Selected excerpt =
********************

A study of more than 1,000 healthcare workers was unable to establish whether medical masks are significantly less effective at preventing COVID-19 infection than N95 respirators in hospital settings. The findings varied across countries, which were studied during different times in the pandemic, and uncertainty in the estimates of effect limit definitiveness of findings. The study is published in Annals of Internal Medicine.
Either medical masks or N95 respirators are recommended by the World Health Organization for routine care, whereas only N95 respirators are recommended by the Centers for Disease Control and Prevention for the routine care of patients with COVID-19. It is uncertain if medical masks offer similar protection against COVID-19 compared with N95 respirators.
Researchers from McMaster University studied 1,009 healthcare workers who provided direct care to patients with suspected or confirmed COVID-19 in 29 inpatient or long-term care settings in Canada, Israel, Pakistan, and Egypt. Participants were randomly assigned to universal masking with either a medical mask or a fit-tested N95 respirator for 10 weeks. The primary outcome was confirmed COVID-19 on reverse transcriptase polymerase chain reaction (RT-PCR) test. The authors found that confirmed COVID-19 occurred in 10.46 percent of the medical mask group versus 9.27 percent in the N95 respirator group, which ruled out a doubling in hazard of RT-PCR–confirmed COVID-19. However, the results varied by country: 6.11 percent versus 2.22 percent in Canada; 35.29 percent versus 23.53 percent in Israel; 3.26 percent versus 2.13 percent in Pakistan; and 13.62 percent versus 14.56 percent in Egypt. This may have been due to differences in vaccine use, the number of people with previous infection, and the type of variant circulating in the study countries which were enrolled during different times in the pandemic. The authors indicate that while medical masks were found to be not significantly less effective than N95 respirators, and the efficacy estimate was within the noninferiority margin of 2, this margin was wide, and between-country heterogeneity in an unplanned analysis may limit definitive conclusions about noninferiority.

********************

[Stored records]
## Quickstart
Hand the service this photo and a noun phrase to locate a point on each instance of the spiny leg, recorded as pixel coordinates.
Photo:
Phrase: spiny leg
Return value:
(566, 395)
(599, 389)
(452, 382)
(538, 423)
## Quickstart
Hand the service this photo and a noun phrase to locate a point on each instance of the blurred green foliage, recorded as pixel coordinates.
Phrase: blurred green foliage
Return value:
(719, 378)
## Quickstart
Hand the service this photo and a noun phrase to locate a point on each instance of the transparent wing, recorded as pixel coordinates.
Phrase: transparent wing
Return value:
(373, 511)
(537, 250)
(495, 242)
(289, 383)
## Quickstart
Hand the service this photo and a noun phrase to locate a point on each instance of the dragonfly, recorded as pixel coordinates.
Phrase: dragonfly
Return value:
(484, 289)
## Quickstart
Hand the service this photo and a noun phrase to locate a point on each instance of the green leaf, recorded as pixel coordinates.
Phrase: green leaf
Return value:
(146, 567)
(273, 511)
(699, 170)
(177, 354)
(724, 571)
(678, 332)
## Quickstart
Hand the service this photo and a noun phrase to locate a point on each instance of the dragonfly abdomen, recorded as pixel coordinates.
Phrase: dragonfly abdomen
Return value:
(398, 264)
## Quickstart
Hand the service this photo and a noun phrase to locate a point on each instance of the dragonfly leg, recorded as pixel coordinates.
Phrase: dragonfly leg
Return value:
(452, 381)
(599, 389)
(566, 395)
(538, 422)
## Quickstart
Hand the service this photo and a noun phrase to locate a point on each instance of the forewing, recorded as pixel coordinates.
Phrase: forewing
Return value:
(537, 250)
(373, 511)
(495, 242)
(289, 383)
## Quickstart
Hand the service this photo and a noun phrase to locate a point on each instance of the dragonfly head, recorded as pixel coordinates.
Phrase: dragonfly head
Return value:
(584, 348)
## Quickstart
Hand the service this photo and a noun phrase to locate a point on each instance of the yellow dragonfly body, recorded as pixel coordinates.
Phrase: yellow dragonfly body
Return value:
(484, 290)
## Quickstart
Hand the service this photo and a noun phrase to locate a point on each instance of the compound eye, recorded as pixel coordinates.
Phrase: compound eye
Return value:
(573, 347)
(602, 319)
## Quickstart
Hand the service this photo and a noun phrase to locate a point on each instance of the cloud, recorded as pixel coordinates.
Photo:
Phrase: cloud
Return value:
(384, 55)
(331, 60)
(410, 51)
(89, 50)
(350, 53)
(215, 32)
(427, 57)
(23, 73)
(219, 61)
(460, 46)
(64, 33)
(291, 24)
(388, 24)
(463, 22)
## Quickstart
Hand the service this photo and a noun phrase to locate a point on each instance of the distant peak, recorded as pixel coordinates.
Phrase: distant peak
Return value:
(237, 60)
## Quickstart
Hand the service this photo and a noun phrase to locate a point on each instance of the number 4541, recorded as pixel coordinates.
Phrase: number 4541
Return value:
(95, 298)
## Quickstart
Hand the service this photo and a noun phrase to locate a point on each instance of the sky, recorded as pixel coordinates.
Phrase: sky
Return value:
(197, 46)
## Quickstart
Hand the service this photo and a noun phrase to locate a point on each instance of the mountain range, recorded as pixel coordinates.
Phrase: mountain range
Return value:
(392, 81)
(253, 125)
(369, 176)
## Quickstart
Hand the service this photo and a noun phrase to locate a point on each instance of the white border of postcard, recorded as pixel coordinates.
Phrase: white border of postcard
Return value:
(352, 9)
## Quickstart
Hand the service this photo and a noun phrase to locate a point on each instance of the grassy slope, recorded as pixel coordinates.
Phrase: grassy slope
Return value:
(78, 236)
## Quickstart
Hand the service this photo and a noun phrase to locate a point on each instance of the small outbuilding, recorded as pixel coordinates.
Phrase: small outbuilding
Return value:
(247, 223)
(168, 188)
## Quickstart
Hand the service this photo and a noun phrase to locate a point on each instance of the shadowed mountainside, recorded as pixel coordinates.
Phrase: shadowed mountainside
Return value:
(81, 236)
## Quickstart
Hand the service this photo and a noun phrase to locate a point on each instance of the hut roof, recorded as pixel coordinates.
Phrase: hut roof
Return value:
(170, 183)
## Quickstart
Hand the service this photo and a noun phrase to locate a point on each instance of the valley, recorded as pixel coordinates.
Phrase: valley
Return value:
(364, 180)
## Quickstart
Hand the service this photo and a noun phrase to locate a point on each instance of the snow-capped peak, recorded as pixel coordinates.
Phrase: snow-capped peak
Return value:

********************

To do =
a: Answer these questions from the article on masks and N95 respirators:
(i) In which journal is the study published?
(ii) Which organization recommends only N95 respirators for the routine care of patients with COVID-19?
(iii) How many inpatient or long-term care settings took part in the study?
b: Carry on the article on masks and N95 respirators from where it stops.

Response list =
a:
(i) Annals of Internal Medicine
(ii) The Centers for Disease Control and Prevention
(iii) 29

b:
An accompanying editorial by Roger Chou, MD of Oregon Health & Science University highlights that this trial provides the best evidence to date on comparative effectiveness of mask types in preventing COVID-19 infection in healthcare workers providing routine patient care. The results indicate that medical masks may be similar to N95 respirators in Omicron-era settings with high COVID-19 seroprevalence—but would not have met a more stringent noninferiority threshold. Chou notes that decisions about mask types in health care workers should be informed by the uncertainty around the estimates and continue to account for healthcare worker preferences about potential trade-offs, N95 respirator availability, and resource constraints.